Kutipan ▸
>>>>

Seperti kebanyakan harga produk primer pertanian, harga CPO relatif sulit untuk
diprediksi dengan akurasi yang tinggi. Harga cenderung fluktuatif dengan dinamika yang
perubahan yang relatif sangat cepat. Dengan kesulitan tersebut, maka proyeksi harga yang
dilakukan lebih pada menduga kisaran. Dengan argumen tersebut, harga CPO sampai
dengan 2005-2025 sebagian besar diperkirakan akan berfluktuasi sekitar US$ 350-450/ton
(FAO, 2003; Susila 2002). Jumlah stok yang terus menurun pada lima tahun terakhir dari
sekitar 10% dari konsumsi menjadi 7% (Tabel 4), memberi indikasi bahwa harga CPO
akan tidak menurun secara drastis dalam waktu jangka pendek.

<<<<

Isi Data ▸

>>>>

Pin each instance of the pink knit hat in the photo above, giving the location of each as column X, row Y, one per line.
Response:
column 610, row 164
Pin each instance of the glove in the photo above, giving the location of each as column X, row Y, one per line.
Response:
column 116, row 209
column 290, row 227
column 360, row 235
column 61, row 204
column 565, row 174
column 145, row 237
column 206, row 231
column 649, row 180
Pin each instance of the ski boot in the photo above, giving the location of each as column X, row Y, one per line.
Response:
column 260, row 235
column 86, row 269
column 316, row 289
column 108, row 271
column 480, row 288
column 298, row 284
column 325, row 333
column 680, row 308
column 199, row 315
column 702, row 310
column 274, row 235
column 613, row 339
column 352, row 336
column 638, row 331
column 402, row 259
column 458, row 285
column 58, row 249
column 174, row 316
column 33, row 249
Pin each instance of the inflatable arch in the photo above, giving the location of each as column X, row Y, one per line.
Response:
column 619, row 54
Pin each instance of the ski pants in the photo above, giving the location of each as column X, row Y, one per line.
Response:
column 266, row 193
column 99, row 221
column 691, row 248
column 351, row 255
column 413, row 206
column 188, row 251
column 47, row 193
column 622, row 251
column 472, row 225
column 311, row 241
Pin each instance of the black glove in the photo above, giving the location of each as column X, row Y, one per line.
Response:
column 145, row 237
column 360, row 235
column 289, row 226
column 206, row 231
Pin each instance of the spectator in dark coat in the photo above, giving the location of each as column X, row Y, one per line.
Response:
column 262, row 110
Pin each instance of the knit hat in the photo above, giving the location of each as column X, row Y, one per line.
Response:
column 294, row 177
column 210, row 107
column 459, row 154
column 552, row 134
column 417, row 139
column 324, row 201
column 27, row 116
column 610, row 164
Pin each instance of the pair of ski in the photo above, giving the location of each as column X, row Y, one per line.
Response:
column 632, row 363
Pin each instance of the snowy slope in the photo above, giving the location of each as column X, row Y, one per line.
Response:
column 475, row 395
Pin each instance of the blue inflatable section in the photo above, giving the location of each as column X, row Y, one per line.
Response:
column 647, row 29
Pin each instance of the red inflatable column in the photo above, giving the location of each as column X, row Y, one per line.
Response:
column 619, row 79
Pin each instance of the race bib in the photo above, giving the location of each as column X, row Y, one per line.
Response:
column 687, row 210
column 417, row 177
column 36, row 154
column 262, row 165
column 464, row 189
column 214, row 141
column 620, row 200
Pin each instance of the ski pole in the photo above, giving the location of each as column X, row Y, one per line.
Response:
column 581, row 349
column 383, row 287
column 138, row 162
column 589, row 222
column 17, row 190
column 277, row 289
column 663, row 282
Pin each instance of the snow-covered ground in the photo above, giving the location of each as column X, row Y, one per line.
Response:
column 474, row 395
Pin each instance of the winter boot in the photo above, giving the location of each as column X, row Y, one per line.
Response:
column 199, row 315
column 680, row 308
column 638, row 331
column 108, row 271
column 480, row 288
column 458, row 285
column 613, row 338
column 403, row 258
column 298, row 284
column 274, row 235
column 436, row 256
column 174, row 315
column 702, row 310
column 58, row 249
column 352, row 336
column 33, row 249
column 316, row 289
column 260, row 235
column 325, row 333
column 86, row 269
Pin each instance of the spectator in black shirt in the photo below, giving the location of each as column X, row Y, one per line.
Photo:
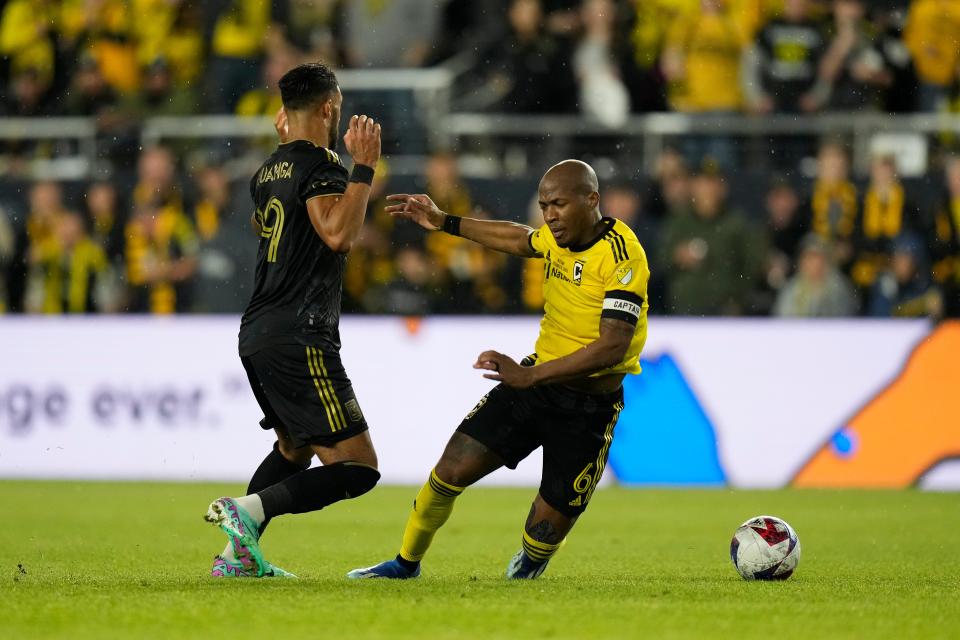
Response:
column 528, row 71
column 781, row 67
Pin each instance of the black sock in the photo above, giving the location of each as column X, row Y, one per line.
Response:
column 313, row 489
column 274, row 468
column 409, row 565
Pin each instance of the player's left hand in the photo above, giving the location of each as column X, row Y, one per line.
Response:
column 505, row 368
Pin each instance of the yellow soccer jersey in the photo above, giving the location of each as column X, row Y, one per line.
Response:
column 604, row 279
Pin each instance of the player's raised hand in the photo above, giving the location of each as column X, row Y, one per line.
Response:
column 505, row 368
column 363, row 140
column 282, row 125
column 419, row 208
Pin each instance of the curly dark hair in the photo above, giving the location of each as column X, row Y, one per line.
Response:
column 307, row 84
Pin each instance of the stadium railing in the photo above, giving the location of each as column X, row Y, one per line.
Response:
column 419, row 103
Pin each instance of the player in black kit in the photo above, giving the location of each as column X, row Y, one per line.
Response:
column 309, row 212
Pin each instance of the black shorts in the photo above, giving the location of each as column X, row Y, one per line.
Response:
column 305, row 391
column 574, row 428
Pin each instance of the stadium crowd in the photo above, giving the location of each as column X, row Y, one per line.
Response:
column 166, row 228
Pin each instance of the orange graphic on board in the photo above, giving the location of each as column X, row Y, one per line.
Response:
column 905, row 430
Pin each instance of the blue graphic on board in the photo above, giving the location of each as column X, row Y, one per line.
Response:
column 663, row 435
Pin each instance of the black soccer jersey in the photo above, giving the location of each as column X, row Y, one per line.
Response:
column 296, row 295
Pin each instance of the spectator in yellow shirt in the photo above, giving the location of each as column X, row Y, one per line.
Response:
column 67, row 270
column 933, row 38
column 236, row 48
column 26, row 37
column 701, row 60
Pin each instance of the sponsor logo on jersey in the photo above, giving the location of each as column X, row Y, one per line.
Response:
column 577, row 272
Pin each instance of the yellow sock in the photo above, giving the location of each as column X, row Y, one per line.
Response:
column 539, row 551
column 431, row 509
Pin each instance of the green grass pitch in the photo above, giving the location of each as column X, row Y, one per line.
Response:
column 106, row 560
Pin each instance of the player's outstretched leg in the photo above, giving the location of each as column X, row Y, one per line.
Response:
column 283, row 461
column 543, row 534
column 463, row 462
column 349, row 470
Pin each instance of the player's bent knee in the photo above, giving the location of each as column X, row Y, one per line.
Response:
column 453, row 475
column 359, row 478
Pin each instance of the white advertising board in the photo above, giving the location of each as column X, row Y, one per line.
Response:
column 740, row 402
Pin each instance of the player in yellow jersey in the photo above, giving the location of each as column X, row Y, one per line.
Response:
column 567, row 396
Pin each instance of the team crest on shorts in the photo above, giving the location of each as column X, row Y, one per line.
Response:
column 353, row 410
column 473, row 411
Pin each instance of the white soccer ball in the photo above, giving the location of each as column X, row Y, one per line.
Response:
column 765, row 548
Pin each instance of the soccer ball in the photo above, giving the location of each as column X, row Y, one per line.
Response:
column 765, row 548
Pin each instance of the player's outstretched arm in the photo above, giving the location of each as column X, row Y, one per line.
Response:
column 500, row 235
column 338, row 220
column 606, row 351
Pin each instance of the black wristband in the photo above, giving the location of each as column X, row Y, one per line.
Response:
column 451, row 224
column 361, row 173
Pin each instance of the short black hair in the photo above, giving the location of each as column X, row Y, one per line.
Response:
column 307, row 84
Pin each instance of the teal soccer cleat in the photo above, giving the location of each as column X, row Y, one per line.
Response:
column 223, row 568
column 243, row 533
column 391, row 569
column 522, row 567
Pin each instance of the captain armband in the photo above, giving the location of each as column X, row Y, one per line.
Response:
column 622, row 305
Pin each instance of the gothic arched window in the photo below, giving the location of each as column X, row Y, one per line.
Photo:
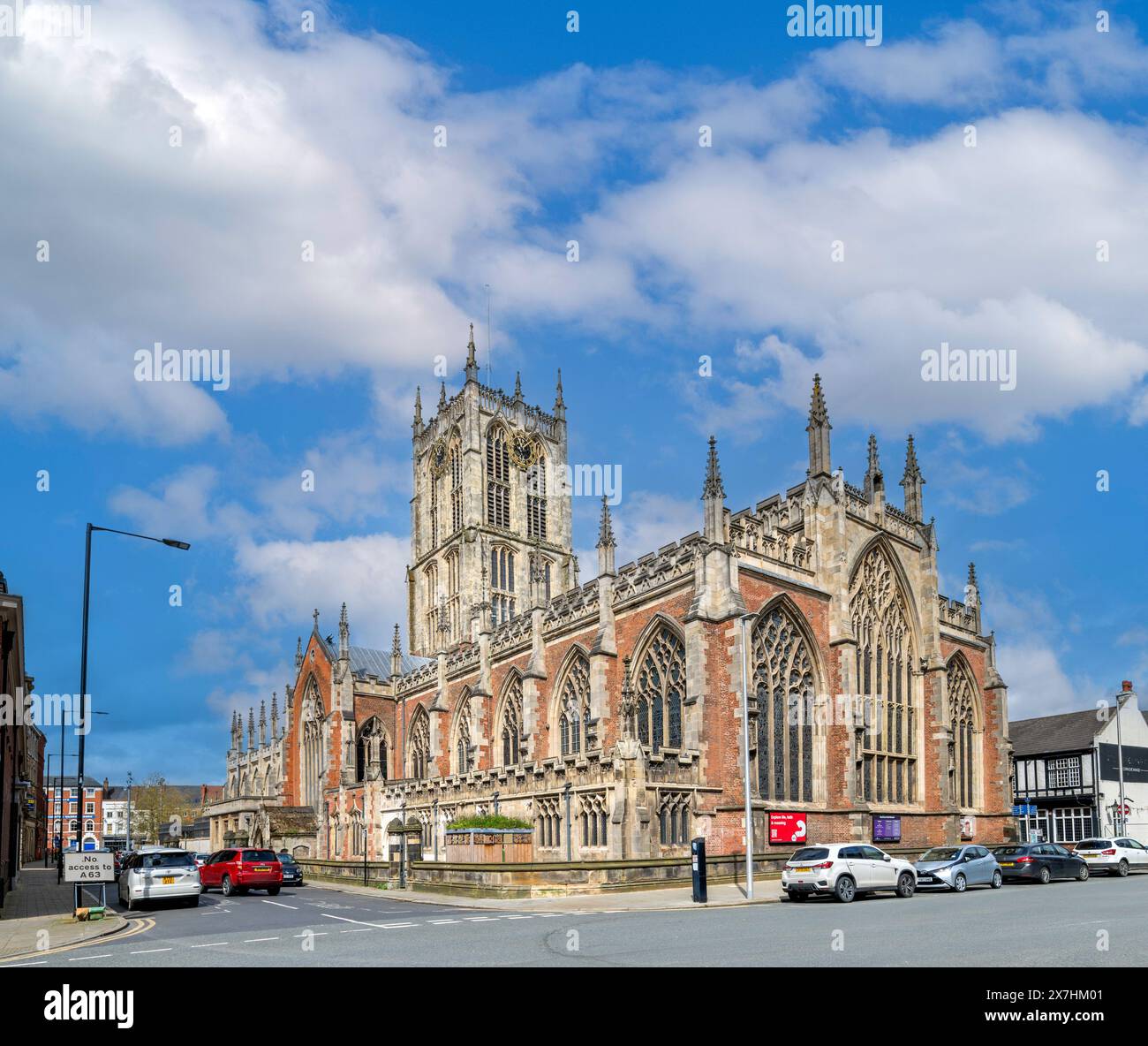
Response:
column 511, row 732
column 502, row 585
column 963, row 704
column 783, row 683
column 661, row 692
column 879, row 611
column 420, row 744
column 497, row 478
column 463, row 761
column 574, row 709
column 536, row 500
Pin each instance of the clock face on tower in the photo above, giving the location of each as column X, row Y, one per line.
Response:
column 524, row 451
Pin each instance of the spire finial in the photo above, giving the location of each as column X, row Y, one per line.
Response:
column 819, row 429
column 605, row 528
column 713, row 486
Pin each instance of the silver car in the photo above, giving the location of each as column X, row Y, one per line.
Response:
column 957, row 867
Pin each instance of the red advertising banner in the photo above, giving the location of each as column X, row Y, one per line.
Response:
column 787, row 828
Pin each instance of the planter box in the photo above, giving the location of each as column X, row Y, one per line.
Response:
column 489, row 845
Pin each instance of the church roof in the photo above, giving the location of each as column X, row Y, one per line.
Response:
column 367, row 662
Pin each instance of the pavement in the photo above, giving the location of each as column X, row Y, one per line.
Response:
column 37, row 916
column 726, row 895
column 1101, row 923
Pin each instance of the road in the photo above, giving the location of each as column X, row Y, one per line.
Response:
column 1099, row 923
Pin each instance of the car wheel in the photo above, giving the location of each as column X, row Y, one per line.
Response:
column 845, row 889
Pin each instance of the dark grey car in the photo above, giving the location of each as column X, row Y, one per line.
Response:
column 957, row 867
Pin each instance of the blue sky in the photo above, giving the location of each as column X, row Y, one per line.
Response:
column 684, row 252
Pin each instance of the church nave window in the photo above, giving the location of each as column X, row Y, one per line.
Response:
column 497, row 480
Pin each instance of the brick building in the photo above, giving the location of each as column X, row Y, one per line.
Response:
column 608, row 713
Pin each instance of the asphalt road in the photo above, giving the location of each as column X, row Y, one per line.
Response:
column 1098, row 923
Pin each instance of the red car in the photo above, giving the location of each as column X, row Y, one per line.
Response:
column 241, row 869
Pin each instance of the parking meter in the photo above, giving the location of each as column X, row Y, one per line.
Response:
column 699, row 861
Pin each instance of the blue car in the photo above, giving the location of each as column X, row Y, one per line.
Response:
column 957, row 867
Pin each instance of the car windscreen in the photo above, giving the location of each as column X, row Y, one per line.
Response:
column 167, row 860
column 811, row 853
column 941, row 853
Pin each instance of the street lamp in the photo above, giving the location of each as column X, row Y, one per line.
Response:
column 171, row 543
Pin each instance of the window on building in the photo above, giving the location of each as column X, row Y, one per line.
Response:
column 574, row 709
column 783, row 685
column 511, row 732
column 661, row 692
column 536, row 500
column 502, row 585
column 1063, row 772
column 497, row 479
column 885, row 682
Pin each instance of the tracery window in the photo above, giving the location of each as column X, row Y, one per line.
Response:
column 456, row 489
column 661, row 692
column 963, row 703
column 574, row 709
column 497, row 479
column 879, row 610
column 464, row 762
column 783, row 685
column 536, row 500
column 512, row 723
column 420, row 744
column 502, row 585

<<<<

Soal Latihan ▸
1. Tuliskan bagian kutipan tentang harga CPO tanpa perubahan apa pun, mulai dari kata-kata "Seperti kebanyakan harga" dan berhenti setelah "waktu jangka pendek.".
2. Gantilah "soccer" dengan "football" di baris-baris catatan yang dimulai dari baris yang memuat "Pin each instance of the white soccer" dan berhenti setelah baris yang memuat "column 489, row 845", tanpa mengubah bagian lain. Tuliskan hanya baris-baris tersebut dan jangan sertakan gambarnya.

Jawaban Soal ▸
1.
Seperti kebanyakan harga produk primer pertanian, harga CPO relatif sulit untuk
diprediksi dengan akurasi yang tinggi. Harga cenderung fluktuatif dengan dinamika yang
perubahan yang relatif sangat cepat. Dengan kesulitan tersebut, maka proyeksi harga yang
dilakukan lebih pada menduga kisaran. Dengan argumen tersebut, harga CPO sampai
dengan 2005-2025 sebagian besar diperkirakan akan berfluktuasi sekitar US$ 350-450/ton
(FAO, 2003; Susila 2002). Jumlah stok yang terus menurun pada lima tahun terakhir dari
sekitar 10% dari konsumsi menjadi 7% (Tabel 4), memberi indikasi bahwa harga CPO
akan tidak menurun secara drastis dalam waktu jangka pendek.

2.
Pin each instance of the white football ball in the photo above, giving the location of each as column X, row Y, one per line.
Response:
column 765, row 548
Pin each instance of the football ball in the photo above, giving the location of each as column X, row Y, one per line.
Response:
column 765, row 548
Pin each instance of the player's outstretched arm in the photo above, giving the location of each as column X, row Y, one per line.
Response:
column 500, row 235
column 338, row 220
column 606, row 351
Pin each instance of the black wristband in the photo above, giving the location of each as column X, row Y, one per line.
Response:
column 451, row 224
column 361, row 173
Pin each instance of the short black hair in the photo above, giving the location of each as column X, row Y, one per line.
Response:
column 307, row 84
Pin each instance of the teal football cleat in the photo above, giving the location of each as column X, row Y, one per line.
Response:
column 223, row 568
column 243, row 533
column 391, row 569
column 522, row 567
Pin each instance of the captain armband in the photo above, giving the location of each as column X, row Y, one per line.
Response:
column 622, row 305
Pin each instance of the gothic arched window in the photo below, giving the location of each as column X, row Y, one per line.
Photo:
Response:
column 511, row 732
column 502, row 585
column 963, row 704
column 783, row 683
column 661, row 692
column 879, row 611
column 420, row 744
column 497, row 478
column 463, row 761
column 574, row 709
column 536, row 500
Pin each instance of the clock face on tower in the photo above, giving the location of each as column X, row Y, one per line.
Response:
column 524, row 451
Pin each instance of the spire finial in the photo above, giving the location of each as column X, row Y, one per line.
Response:
column 819, row 429
column 605, row 528
column 713, row 486
Pin each instance of the silver car in the photo above, giving the location of each as column X, row Y, one per line.
Response:
column 957, row 867
Pin each instance of the red advertising banner in the photo above, giving the location of each as column X, row Y, one per line.
Response:
column 787, row 828
Pin each instance of the planter box in the photo above, giving the location of each as column X, row Y, one per line.
Response:
column 489, row 845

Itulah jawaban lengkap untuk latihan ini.